Can you recast the records below as a Markdown table with the columns Row and Line? Begin at the line that contains "Find the flower", continue through the end of the records, number each row, and leave out blank lines.

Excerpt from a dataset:
__________

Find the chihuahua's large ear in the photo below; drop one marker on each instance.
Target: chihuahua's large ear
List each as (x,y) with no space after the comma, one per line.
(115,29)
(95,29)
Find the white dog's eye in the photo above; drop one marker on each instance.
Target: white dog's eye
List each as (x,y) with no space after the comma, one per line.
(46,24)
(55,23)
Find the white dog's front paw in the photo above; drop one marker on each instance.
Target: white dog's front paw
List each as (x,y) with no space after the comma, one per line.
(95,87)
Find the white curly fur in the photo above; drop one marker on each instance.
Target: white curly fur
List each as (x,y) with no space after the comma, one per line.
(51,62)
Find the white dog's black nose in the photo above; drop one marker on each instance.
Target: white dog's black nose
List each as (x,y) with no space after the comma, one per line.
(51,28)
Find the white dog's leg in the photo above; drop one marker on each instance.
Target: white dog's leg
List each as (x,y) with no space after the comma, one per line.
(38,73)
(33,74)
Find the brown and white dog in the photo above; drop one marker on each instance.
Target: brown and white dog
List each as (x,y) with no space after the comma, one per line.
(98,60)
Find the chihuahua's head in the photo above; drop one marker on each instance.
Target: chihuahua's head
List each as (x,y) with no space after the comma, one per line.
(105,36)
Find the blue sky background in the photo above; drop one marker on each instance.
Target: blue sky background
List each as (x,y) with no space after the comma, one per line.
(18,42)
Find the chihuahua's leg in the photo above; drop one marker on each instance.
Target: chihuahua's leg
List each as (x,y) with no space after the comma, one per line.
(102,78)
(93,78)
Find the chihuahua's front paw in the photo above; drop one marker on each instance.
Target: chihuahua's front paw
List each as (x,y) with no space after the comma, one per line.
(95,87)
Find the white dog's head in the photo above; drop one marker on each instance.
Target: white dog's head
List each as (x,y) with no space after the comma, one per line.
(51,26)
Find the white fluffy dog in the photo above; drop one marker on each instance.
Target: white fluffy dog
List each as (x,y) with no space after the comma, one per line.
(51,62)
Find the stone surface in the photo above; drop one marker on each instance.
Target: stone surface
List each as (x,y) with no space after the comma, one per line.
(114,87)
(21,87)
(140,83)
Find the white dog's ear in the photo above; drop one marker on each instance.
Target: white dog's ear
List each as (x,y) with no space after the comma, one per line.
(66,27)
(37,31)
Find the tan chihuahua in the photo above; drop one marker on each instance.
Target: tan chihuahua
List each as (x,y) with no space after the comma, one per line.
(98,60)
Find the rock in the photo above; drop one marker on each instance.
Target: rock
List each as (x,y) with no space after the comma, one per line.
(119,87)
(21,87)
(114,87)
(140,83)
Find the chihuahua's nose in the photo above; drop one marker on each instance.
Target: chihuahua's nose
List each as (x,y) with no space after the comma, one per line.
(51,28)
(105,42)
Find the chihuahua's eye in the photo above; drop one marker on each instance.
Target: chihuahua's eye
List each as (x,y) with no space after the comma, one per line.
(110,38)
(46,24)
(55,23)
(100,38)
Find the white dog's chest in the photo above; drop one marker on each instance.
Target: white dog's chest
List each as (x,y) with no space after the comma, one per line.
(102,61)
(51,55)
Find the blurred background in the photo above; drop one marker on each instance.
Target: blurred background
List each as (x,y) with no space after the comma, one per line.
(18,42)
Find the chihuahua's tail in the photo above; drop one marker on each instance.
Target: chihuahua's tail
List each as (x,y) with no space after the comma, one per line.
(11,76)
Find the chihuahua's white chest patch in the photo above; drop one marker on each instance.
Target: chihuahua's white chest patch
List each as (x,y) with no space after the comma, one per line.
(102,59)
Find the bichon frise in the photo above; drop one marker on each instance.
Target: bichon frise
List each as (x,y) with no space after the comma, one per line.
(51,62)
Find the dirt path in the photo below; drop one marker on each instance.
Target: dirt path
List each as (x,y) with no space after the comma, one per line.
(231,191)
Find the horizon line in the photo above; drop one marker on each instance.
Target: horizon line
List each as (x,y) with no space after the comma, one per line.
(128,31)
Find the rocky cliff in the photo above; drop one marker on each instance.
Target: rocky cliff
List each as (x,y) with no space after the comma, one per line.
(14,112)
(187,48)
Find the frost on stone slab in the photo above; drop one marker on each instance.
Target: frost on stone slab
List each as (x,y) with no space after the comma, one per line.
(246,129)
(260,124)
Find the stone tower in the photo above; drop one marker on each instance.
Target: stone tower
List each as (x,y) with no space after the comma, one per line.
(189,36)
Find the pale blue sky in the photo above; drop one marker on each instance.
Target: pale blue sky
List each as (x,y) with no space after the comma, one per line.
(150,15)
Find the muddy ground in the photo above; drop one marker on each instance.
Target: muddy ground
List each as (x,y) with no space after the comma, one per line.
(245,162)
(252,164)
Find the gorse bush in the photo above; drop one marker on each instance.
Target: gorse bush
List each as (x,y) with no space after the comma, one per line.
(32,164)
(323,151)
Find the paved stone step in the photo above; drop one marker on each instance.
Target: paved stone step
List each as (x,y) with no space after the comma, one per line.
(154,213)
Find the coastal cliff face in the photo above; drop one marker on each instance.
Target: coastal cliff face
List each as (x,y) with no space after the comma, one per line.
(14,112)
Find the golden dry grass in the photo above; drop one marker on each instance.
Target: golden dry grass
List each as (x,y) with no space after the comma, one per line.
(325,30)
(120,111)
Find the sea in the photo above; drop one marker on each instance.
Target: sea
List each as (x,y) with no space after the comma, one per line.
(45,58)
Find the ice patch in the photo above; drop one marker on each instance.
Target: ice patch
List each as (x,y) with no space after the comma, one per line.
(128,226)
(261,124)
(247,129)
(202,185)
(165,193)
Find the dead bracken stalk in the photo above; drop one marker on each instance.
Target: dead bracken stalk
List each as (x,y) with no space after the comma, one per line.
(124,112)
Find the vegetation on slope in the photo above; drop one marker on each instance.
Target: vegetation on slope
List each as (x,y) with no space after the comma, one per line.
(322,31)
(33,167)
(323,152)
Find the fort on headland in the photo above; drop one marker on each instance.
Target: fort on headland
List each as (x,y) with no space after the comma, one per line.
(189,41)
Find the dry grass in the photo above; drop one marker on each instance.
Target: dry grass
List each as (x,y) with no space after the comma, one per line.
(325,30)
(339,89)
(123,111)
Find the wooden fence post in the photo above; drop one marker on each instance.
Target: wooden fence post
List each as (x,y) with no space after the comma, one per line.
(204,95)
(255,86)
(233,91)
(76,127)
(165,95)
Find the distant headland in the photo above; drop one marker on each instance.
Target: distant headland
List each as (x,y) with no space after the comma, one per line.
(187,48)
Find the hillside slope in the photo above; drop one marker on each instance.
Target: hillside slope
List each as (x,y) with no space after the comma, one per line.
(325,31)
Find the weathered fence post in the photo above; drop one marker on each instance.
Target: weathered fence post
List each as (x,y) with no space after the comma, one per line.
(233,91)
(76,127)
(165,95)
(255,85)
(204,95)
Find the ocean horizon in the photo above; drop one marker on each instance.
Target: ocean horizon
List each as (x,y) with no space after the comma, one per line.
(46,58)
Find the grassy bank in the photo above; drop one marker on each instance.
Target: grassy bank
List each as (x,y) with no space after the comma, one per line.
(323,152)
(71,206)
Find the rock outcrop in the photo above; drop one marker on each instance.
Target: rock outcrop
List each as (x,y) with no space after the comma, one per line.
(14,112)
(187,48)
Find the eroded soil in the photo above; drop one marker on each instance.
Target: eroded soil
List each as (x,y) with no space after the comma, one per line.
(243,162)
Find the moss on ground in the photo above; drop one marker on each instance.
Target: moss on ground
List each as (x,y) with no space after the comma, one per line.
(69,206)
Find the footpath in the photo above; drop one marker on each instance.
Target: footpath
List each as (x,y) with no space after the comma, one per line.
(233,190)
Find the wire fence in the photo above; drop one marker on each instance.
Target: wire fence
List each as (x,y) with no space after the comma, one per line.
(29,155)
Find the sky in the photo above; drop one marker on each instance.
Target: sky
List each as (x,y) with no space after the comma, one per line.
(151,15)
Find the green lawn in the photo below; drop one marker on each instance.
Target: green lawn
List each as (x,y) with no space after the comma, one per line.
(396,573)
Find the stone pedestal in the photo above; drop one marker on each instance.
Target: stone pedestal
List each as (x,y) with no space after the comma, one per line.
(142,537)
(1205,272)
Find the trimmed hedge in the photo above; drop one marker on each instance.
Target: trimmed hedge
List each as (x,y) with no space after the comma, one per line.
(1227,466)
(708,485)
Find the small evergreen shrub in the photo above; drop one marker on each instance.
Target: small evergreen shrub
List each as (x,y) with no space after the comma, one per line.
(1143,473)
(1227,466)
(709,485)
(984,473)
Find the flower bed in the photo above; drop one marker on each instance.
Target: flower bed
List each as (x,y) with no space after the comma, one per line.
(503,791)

__________

Task result
| Row | Line |
|---|---|
| 1 | Find the flower bed in the photo above; drop one marker on each instance. |
| 2 | Target: flower bed |
| 3 | List each as (x,y) with no space after the comma, one per line. |
| 4 | (503,791) |